:: Auszug aus der Quelle

Werbefilm für Ilhan Omar

Schon während ihres Wahlkampfes hatte Omar Schlagzeilen mit umstrittenen Geldzuwendungen gemacht. So berichtete die Tageszeitung „Star Tribune“ aus Minneapolis über Vorwürfe, wonach die Produktion eines Dokumentarfilms über Ilhan Omar („Time for Ilhan“), der auf Festivals in Minneapolis gezeigt wurde, mit 11.852 Dollar aus Steuermitteln subventioniert wurde. Mehrmals wurde dieser Film in dem mit Steuermitteln geförderten Museum Walker Art Center in Minneapolis gezeigt.

Das alles war offenbar nicht gesetzeswidrig, aber zumindest unmoralisch. Einen Verstoß gegen die Regeln des Repräsentantenhauses von Minnesota, dem Omar vor ihrer Wahl in den US-Kongress angehörte, musste Omar selbst einräumen: Nach ihrer Wahl ins Parlament im Jahr 2016 hatte sie mehrmals Vortragshonorare akademischer Einrichtungen angenommen, die selbst als Lobbyisten Einfluss auf die Gesetzgebung des Bundesstaates nehmen. Sie habe nicht gewusst, dass die Regeln für gewählte Abgeordnete für sie gelten, sagte sie der „Star Tribune“. Zudem steht Omar im Verdacht, Wahlkampfspenden für private Reisen u.a. nach Estland ausgegeben zu haben.

„Lobby“ sind nur die Anderen

Omar misst also auf heuchlerische Art mit zweierlei Maß. Der Fall hat aber darüber hinaus eine allgemeine Bedeutung. Als Omar mit dem Finger auf die Pro-Israel-Lobby zeigte, die angeblich den Kongress beeinflusse, da war ihr natürlich klar, dass jeder Mensch, der einen Computer mit Internetzugang besitzt, mit wenigen Klicks in Erfahrung bringen kann, von welchen Lobbygruppen und Privatunternehmen Ilhan Omar Geld erhält. Dass sie sich gar nicht ertappt und als Heuchlerin überführt fühlt, muss daran liegen, dass sie sich keines Unrechts bewusst ist: In ihrem Weltbild erhält sie selbst Geldzuwendungen von den Guten, ihre Gegner aber von den Bösen, und nur Letztere sind für sie überhaupt eine „Lobby“. Dazu zählt sie „AIPAC, die NRA [Verband der amerikanischen Waffenbesitzer] oder die Mineralölindustrie“. Die Klaviatur, auf der Omar spielt, brauchte sie nicht zu erfinden; es sind Vorstellungen, die die Berichterstattung der Presse seit Jahrzehnten in den Köpfen festgesetzt hat: Wer sich für Israel einsetzt, ist Teil einer – illegitimen – „Lobby“. Wer Hass auf Israel schürt, ist kein Lobbyist, sondern ein „Menschenrechtler“. Was Omar noch hinzugefügt hat, ist die Vorstellung, dass die Pro-Israel-Bewegung ihren Einfluss dem Geld verdanke.

::::
:: Inhalt des Datensatzes

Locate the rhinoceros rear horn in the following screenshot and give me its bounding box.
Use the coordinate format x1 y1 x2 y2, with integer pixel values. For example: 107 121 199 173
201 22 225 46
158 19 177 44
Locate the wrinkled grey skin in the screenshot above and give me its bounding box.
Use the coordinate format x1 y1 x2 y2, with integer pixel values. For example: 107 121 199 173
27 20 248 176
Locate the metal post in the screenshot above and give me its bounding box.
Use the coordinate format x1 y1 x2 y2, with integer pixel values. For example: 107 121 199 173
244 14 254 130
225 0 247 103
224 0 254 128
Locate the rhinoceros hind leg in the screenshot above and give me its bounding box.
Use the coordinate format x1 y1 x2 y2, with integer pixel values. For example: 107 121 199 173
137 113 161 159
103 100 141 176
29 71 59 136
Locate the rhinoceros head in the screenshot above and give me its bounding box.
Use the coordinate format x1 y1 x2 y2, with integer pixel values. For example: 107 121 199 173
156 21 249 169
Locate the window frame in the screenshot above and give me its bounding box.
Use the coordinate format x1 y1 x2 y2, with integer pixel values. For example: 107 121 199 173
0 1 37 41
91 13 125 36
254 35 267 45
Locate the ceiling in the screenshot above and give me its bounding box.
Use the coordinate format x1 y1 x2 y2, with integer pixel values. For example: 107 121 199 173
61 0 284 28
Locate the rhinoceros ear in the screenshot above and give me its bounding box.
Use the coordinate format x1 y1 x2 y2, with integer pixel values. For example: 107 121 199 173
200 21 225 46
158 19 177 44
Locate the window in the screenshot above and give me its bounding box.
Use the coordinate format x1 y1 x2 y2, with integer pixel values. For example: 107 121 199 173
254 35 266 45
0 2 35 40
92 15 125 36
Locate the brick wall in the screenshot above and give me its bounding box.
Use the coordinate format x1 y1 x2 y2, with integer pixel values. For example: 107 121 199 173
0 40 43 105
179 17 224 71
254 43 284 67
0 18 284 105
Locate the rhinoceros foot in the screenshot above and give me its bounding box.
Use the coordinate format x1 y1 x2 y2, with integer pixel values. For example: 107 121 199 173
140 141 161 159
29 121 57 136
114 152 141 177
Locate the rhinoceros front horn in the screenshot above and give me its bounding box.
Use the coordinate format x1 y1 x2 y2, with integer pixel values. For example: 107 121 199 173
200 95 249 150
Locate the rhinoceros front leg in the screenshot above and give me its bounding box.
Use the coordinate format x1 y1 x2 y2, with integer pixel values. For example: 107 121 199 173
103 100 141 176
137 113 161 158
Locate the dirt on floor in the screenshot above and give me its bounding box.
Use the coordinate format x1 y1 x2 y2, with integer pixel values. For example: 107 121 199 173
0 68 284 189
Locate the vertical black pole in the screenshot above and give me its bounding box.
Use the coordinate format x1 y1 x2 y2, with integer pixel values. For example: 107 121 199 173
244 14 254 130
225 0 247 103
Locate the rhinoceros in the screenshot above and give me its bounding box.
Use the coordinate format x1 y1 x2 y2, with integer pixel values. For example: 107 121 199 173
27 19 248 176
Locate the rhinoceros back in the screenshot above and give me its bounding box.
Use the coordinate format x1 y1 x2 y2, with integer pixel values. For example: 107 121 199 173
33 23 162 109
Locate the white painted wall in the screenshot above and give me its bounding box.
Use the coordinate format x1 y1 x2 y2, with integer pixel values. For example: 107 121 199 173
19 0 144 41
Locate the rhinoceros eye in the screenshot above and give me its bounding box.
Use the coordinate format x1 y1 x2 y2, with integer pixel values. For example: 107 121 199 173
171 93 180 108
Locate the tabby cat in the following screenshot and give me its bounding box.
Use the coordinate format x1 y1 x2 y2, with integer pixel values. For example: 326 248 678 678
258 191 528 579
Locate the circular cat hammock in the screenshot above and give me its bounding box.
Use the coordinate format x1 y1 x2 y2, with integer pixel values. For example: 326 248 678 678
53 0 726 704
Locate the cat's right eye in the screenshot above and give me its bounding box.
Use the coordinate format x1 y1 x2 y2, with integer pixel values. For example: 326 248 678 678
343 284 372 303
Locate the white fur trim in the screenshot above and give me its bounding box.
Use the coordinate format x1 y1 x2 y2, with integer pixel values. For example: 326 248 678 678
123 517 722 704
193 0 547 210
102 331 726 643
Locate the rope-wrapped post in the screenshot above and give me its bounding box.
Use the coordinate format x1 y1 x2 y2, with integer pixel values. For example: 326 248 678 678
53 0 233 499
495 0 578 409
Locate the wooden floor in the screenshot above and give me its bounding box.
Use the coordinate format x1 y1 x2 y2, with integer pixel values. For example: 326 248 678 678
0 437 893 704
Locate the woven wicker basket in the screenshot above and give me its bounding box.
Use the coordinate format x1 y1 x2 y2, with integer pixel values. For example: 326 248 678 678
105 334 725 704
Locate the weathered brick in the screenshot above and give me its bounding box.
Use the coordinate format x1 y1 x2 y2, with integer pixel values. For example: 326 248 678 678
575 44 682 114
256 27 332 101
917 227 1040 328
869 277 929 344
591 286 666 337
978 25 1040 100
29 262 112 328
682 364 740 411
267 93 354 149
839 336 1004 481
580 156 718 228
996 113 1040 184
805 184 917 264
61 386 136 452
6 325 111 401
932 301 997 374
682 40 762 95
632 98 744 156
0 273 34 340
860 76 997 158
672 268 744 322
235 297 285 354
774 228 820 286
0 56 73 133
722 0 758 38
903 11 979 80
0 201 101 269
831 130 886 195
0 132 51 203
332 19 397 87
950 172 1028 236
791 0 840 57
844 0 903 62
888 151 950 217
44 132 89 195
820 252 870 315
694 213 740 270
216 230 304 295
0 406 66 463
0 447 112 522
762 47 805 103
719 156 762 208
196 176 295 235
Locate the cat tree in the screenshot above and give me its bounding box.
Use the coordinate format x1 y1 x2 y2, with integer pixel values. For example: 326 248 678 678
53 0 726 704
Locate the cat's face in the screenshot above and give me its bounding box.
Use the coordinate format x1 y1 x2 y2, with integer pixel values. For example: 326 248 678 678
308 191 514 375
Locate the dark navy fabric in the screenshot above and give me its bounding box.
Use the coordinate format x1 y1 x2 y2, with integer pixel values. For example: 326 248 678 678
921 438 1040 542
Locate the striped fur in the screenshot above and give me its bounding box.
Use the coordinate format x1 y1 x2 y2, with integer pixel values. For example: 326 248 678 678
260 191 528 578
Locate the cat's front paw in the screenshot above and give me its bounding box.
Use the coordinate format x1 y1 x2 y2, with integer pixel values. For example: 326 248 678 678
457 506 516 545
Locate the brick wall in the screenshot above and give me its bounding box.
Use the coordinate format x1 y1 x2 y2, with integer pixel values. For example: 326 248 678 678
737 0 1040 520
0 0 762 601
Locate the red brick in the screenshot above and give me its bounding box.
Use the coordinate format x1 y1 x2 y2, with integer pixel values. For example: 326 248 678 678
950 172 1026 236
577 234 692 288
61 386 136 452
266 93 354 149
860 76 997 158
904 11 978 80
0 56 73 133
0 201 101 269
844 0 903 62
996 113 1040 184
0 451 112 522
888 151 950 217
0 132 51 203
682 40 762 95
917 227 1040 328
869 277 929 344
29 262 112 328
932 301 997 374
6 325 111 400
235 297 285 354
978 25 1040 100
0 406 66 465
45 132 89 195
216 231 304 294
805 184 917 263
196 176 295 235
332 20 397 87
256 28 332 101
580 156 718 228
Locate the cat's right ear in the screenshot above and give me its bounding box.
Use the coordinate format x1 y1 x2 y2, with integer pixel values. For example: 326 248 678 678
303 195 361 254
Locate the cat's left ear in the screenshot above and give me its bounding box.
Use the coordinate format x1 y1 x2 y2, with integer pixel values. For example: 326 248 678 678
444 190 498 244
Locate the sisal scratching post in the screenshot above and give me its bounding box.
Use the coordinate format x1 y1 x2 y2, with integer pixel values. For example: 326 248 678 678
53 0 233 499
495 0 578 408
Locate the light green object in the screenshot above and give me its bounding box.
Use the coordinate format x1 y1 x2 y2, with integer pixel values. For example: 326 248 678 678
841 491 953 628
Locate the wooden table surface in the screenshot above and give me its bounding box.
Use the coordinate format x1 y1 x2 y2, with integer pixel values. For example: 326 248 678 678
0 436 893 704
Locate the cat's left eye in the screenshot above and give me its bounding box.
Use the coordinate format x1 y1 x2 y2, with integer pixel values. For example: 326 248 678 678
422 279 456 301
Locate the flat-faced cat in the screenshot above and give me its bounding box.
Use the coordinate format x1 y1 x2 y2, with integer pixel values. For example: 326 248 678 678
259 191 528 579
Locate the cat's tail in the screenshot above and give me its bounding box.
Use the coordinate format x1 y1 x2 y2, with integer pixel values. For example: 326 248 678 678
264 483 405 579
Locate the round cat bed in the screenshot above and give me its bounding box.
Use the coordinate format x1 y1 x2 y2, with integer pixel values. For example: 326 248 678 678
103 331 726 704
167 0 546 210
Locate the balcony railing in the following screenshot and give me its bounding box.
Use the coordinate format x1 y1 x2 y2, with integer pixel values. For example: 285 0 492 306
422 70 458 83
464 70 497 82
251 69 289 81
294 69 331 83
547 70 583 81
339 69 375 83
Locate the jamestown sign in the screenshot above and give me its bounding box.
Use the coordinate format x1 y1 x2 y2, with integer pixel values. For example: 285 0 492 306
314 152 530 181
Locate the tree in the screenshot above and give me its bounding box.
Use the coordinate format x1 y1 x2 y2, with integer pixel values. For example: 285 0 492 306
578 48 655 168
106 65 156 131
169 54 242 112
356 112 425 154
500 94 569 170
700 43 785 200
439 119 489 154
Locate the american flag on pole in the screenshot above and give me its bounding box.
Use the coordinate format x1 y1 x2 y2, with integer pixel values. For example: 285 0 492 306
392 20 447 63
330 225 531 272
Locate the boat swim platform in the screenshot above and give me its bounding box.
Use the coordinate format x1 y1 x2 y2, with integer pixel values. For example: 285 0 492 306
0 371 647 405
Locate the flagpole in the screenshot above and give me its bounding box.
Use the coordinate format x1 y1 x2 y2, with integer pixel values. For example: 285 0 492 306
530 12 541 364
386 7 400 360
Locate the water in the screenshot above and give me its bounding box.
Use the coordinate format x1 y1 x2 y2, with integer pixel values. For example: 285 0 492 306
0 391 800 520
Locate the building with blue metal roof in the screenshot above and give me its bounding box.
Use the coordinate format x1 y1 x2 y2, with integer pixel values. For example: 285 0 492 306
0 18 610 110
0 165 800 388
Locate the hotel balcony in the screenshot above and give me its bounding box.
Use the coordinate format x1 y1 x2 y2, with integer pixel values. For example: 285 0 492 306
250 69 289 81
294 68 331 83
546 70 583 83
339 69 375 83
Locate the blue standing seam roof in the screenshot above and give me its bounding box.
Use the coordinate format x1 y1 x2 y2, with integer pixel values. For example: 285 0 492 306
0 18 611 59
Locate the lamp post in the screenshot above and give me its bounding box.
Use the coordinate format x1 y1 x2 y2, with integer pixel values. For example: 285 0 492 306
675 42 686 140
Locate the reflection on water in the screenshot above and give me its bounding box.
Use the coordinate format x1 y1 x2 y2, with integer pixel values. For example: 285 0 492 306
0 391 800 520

::::

Was verlangt wird> Schreiben Sie aus dem Text über Ilhan Omar die Passage wortgetreu ab, die bei „Das alles war“ beginnt und bei „ausgegeben zu haben.“ endet.

Lösung der Übung>
Das alles war offenbar nicht gesetzeswidrig, aber zumindest unmoralisch. Einen Verstoß gegen die Regeln des Repräsentantenhauses von Minnesota, dem Omar vor ihrer Wahl in den US-Kongress angehörte, musste Omar selbst einräumen: Nach ihrer Wahl ins Parlament im Jahr 2016 hatte sie mehrmals Vortragshonorare akademischer Einrichtungen angenommen, die selbst als Lobbyisten Einfluss auf die Gesetzgebung des Bundesstaates nehmen. Sie habe nicht gewusst, dass die Regeln für gewählte Abgeordnete für sie gelten, sagte sie der „Star Tribune“. Zudem steht Omar im Verdacht, Wahlkampfspenden für private Reisen u.a. nach Estland ausgegeben zu haben.